--- MATERIALS PROVIDED ---

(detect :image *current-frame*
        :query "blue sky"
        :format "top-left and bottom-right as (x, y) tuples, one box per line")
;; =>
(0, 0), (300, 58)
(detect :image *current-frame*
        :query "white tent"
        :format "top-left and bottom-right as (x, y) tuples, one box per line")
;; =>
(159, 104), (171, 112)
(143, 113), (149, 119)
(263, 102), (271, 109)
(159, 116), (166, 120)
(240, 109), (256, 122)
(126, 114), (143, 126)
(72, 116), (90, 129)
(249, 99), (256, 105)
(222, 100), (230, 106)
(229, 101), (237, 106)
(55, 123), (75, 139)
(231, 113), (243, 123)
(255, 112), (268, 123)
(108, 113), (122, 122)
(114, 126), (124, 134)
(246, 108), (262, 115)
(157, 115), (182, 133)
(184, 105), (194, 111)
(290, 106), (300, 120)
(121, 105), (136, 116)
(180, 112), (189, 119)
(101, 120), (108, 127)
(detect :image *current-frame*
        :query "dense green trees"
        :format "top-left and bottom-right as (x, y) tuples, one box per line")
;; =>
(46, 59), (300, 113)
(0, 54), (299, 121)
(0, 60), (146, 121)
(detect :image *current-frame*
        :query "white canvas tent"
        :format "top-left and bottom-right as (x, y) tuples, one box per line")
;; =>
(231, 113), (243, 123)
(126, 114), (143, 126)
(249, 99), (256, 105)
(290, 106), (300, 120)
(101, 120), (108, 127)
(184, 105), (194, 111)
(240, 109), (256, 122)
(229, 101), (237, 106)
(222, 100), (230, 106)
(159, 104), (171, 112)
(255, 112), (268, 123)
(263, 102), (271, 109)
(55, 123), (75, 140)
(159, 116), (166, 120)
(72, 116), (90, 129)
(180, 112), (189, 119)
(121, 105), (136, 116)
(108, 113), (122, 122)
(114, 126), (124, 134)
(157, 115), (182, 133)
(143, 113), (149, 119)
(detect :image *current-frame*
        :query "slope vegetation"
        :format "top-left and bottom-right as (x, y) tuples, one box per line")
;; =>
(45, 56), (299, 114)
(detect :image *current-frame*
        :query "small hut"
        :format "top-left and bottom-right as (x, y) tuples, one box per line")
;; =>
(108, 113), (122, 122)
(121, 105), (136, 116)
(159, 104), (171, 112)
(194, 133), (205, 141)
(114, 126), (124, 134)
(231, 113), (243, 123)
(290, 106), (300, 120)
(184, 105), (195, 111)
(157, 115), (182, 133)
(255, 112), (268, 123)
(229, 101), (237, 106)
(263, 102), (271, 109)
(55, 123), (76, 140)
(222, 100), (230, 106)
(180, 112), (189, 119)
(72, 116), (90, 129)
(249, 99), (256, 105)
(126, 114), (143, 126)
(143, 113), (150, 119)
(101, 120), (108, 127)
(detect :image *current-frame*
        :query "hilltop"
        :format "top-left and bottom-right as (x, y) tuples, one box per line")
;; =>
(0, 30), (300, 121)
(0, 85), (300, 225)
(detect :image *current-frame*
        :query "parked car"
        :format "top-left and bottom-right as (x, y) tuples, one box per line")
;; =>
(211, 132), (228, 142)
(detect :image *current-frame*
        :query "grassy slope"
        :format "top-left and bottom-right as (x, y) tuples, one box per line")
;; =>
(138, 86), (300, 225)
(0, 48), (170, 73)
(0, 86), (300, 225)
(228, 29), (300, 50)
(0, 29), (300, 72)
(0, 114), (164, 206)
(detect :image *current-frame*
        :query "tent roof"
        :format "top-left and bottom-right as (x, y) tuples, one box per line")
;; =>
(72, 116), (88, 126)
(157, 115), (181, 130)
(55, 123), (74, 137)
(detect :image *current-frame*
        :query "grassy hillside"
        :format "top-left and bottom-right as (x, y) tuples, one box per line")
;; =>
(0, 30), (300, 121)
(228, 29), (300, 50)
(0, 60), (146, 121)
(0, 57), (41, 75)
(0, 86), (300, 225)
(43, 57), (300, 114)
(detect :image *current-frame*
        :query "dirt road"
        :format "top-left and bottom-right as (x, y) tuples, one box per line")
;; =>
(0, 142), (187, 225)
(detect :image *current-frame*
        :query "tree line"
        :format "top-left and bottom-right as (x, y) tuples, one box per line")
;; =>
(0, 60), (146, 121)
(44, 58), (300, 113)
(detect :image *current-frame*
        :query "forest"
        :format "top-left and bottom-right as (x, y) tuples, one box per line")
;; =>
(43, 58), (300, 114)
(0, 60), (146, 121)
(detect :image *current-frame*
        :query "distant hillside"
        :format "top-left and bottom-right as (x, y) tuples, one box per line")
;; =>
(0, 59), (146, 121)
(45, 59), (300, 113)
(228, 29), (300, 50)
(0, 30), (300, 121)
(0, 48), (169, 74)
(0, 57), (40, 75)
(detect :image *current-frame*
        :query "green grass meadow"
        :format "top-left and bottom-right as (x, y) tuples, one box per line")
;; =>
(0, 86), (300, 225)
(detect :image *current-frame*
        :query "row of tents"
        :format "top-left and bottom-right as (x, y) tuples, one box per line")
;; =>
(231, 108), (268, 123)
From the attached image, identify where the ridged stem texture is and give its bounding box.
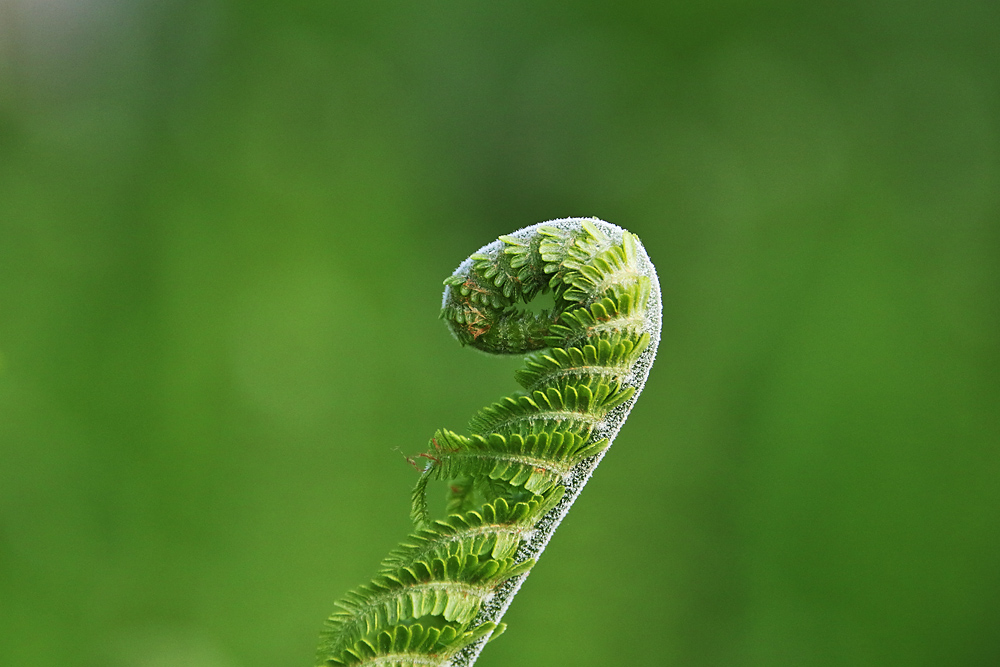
[316,218,661,667]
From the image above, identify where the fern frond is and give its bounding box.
[320,554,534,656]
[545,276,650,347]
[318,218,660,667]
[539,220,612,297]
[469,380,635,435]
[321,623,497,667]
[411,429,608,525]
[514,332,649,391]
[380,487,563,573]
[563,232,642,303]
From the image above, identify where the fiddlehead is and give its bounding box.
[317,218,660,667]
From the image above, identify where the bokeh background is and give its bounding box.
[0,0,1000,667]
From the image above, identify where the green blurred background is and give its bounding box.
[0,0,1000,667]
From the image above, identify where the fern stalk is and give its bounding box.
[316,218,661,667]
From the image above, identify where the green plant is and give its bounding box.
[317,218,660,667]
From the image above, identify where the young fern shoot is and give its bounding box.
[317,218,661,667]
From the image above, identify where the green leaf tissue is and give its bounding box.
[316,218,661,667]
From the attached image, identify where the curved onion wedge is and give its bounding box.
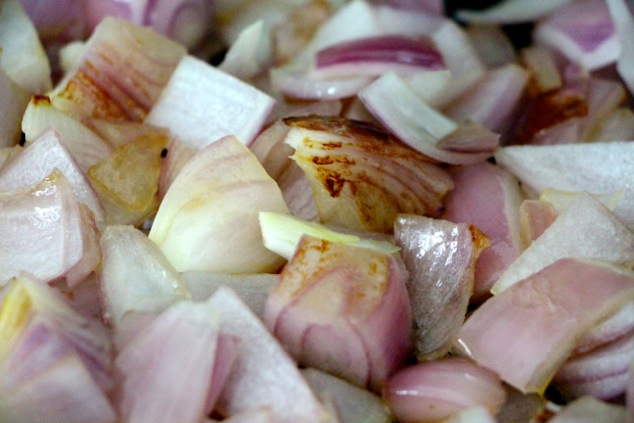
[0,0,52,94]
[51,17,186,121]
[259,212,399,260]
[100,226,189,326]
[209,287,327,423]
[491,193,634,294]
[115,301,220,423]
[285,116,453,232]
[264,236,412,391]
[458,259,634,392]
[145,56,275,150]
[88,134,168,225]
[0,129,105,222]
[0,170,101,286]
[0,276,116,423]
[383,358,506,423]
[149,137,288,273]
[394,215,489,359]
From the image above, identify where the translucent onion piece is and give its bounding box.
[548,396,627,423]
[445,64,529,133]
[443,162,523,299]
[0,170,99,285]
[359,73,491,164]
[210,287,327,423]
[100,226,189,326]
[0,0,53,95]
[495,142,634,226]
[457,0,575,24]
[606,0,634,93]
[145,56,275,150]
[491,194,634,294]
[394,215,488,359]
[180,271,278,318]
[285,117,453,232]
[458,259,634,393]
[311,35,445,78]
[259,212,399,260]
[520,200,558,246]
[115,301,219,423]
[0,69,29,147]
[383,358,505,423]
[301,368,392,423]
[149,137,288,273]
[51,17,185,122]
[553,332,634,401]
[264,236,412,391]
[533,0,621,70]
[0,129,105,222]
[22,96,112,172]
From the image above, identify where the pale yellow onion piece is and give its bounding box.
[149,136,288,273]
[259,212,399,260]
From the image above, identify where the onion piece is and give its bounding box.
[50,17,185,122]
[445,64,529,133]
[88,134,168,225]
[0,68,29,147]
[383,358,505,423]
[548,396,627,423]
[285,116,453,232]
[180,271,278,318]
[533,0,621,70]
[443,162,523,301]
[209,287,327,423]
[359,73,491,164]
[149,137,288,273]
[301,368,393,423]
[99,226,190,327]
[491,193,634,294]
[553,331,634,401]
[520,200,558,246]
[456,0,575,24]
[495,142,634,227]
[432,20,486,107]
[145,56,275,150]
[22,96,112,172]
[0,170,100,286]
[115,301,220,423]
[394,215,488,360]
[457,259,634,393]
[0,129,105,222]
[0,0,53,95]
[264,235,412,391]
[310,35,445,79]
[606,0,634,93]
[259,212,399,260]
[218,20,273,81]
[466,25,517,69]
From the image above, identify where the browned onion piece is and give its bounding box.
[285,116,453,232]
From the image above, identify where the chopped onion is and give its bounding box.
[383,358,505,423]
[534,0,621,70]
[264,235,412,392]
[458,259,634,393]
[394,214,488,360]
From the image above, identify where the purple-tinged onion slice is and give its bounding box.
[458,259,634,393]
[310,35,445,78]
[264,236,412,391]
[383,358,506,423]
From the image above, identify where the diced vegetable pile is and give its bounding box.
[0,0,634,423]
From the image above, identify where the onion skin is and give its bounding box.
[383,358,506,423]
[264,236,412,391]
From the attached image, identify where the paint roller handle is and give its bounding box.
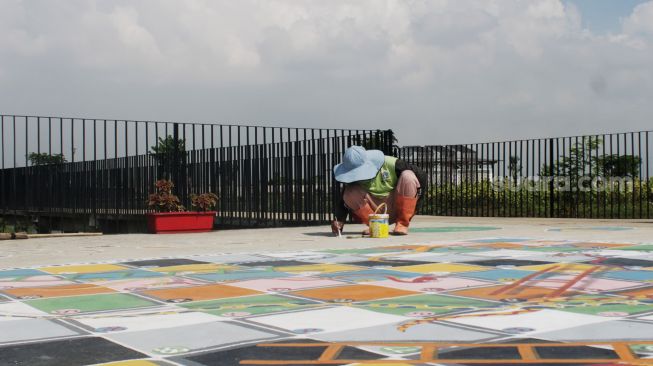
[331,220,345,236]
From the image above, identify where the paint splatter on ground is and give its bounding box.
[0,238,653,366]
[411,226,501,233]
[547,226,635,232]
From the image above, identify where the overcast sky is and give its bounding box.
[0,0,653,144]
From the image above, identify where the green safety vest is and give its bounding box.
[358,156,398,197]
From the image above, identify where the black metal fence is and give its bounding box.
[396,131,653,218]
[0,115,393,232]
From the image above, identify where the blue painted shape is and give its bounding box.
[185,270,291,282]
[600,270,653,281]
[456,269,534,281]
[64,269,165,281]
[0,269,50,278]
[318,269,424,282]
[546,226,635,232]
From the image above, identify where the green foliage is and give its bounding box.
[27,152,66,166]
[150,135,188,179]
[150,135,186,157]
[147,179,185,212]
[596,154,642,177]
[508,156,522,184]
[190,192,218,212]
[353,130,399,150]
[420,178,653,218]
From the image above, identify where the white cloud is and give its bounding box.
[0,0,653,143]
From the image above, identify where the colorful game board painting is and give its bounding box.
[0,237,653,366]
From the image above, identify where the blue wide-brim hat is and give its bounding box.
[333,146,385,183]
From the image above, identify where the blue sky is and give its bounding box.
[567,0,646,33]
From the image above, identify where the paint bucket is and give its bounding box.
[370,203,390,238]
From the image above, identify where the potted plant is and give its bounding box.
[147,179,218,233]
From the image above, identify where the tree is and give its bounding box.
[596,154,642,178]
[353,130,399,153]
[27,152,67,166]
[508,156,522,185]
[150,135,188,179]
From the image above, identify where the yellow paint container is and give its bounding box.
[370,203,390,238]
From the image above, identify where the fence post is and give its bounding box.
[170,123,181,193]
[549,139,555,217]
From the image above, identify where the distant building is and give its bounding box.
[398,145,497,184]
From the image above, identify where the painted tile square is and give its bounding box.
[179,295,323,318]
[185,267,291,282]
[290,285,416,303]
[394,263,489,274]
[0,337,147,366]
[0,318,81,344]
[150,263,238,276]
[446,309,606,335]
[275,263,362,275]
[366,276,494,292]
[25,294,161,315]
[354,295,502,318]
[0,275,75,290]
[106,321,279,356]
[142,284,260,303]
[529,275,642,292]
[250,307,407,334]
[4,283,115,299]
[229,276,346,292]
[319,268,420,283]
[63,269,164,282]
[94,276,206,292]
[39,264,129,274]
[75,312,226,334]
[457,269,535,283]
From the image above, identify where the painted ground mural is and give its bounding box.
[0,238,653,366]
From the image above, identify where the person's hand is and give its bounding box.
[331,220,345,235]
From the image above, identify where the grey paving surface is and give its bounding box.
[0,216,653,268]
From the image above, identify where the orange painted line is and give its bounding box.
[257,340,653,348]
[240,358,653,365]
[612,343,639,361]
[517,344,542,362]
[240,340,653,365]
[318,344,344,361]
[545,267,601,298]
[420,344,438,362]
[490,266,559,296]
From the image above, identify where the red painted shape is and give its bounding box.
[147,211,216,234]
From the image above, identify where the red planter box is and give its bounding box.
[147,211,216,234]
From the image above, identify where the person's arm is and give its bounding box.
[333,189,349,222]
[395,159,428,195]
[331,187,349,234]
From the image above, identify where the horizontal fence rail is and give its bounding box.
[395,131,653,219]
[0,115,393,232]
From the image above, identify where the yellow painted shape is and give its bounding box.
[351,363,412,366]
[39,264,130,274]
[517,263,596,272]
[392,263,488,273]
[100,360,159,366]
[148,263,238,273]
[275,264,361,273]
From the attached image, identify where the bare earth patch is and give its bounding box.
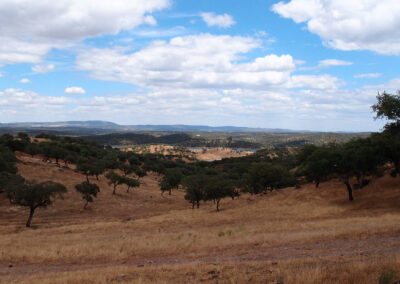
[0,156,400,283]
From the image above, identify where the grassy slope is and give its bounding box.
[0,154,400,283]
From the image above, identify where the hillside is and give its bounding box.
[0,154,400,283]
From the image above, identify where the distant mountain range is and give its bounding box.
[0,120,310,133]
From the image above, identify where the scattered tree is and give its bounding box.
[6,179,67,227]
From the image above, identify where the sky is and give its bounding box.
[0,0,400,131]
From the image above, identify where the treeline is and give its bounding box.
[81,133,260,148]
[0,93,400,229]
[297,93,400,201]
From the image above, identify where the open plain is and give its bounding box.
[0,154,400,284]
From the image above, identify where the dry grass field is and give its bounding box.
[122,145,252,161]
[0,156,400,284]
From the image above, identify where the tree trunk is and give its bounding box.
[344,180,354,201]
[26,208,35,228]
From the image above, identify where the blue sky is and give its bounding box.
[0,0,400,131]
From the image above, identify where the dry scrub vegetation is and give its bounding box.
[0,156,400,283]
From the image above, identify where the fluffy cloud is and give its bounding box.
[0,37,52,64]
[0,75,388,130]
[19,78,31,84]
[0,0,169,64]
[64,87,86,95]
[0,0,169,40]
[201,13,235,28]
[272,0,400,55]
[77,34,338,90]
[32,64,55,73]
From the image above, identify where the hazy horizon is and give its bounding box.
[0,0,400,132]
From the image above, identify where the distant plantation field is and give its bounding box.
[0,154,400,283]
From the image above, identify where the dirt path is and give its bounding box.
[0,233,400,280]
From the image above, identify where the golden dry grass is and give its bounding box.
[0,156,400,283]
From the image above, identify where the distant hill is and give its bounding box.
[0,120,308,133]
[0,120,120,128]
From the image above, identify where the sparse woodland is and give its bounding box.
[0,93,400,283]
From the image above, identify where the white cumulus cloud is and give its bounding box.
[201,12,235,28]
[272,0,400,55]
[77,34,318,89]
[64,87,86,95]
[0,0,170,64]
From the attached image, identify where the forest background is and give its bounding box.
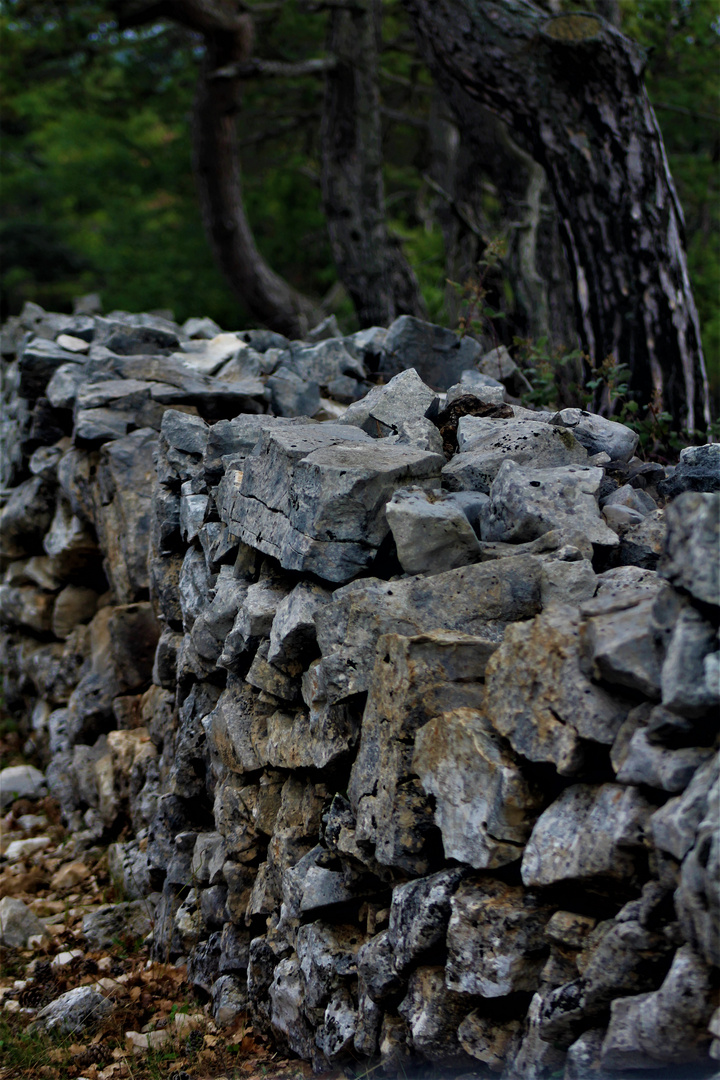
[0,0,720,417]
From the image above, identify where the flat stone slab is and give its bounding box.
[315,555,542,702]
[231,423,443,582]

--- DIRECTIONS ---
Output the data from the line containing "From the attached image, identify where the curved" through the line containing "[458,259,634,392]", both included, as a numbered list with blank lines left out. Omit the pictures.

--- FINISHED EXERCISE ---
1. From the attached image, identify where the curved onion wedge is and give its bounding box.
2. [0,0,52,94]
3. [51,17,186,121]
4. [259,212,399,260]
5. [100,226,189,326]
6. [209,287,327,423]
7. [491,193,634,294]
8. [115,301,220,423]
9. [285,116,453,232]
10. [264,236,412,391]
11. [458,259,634,392]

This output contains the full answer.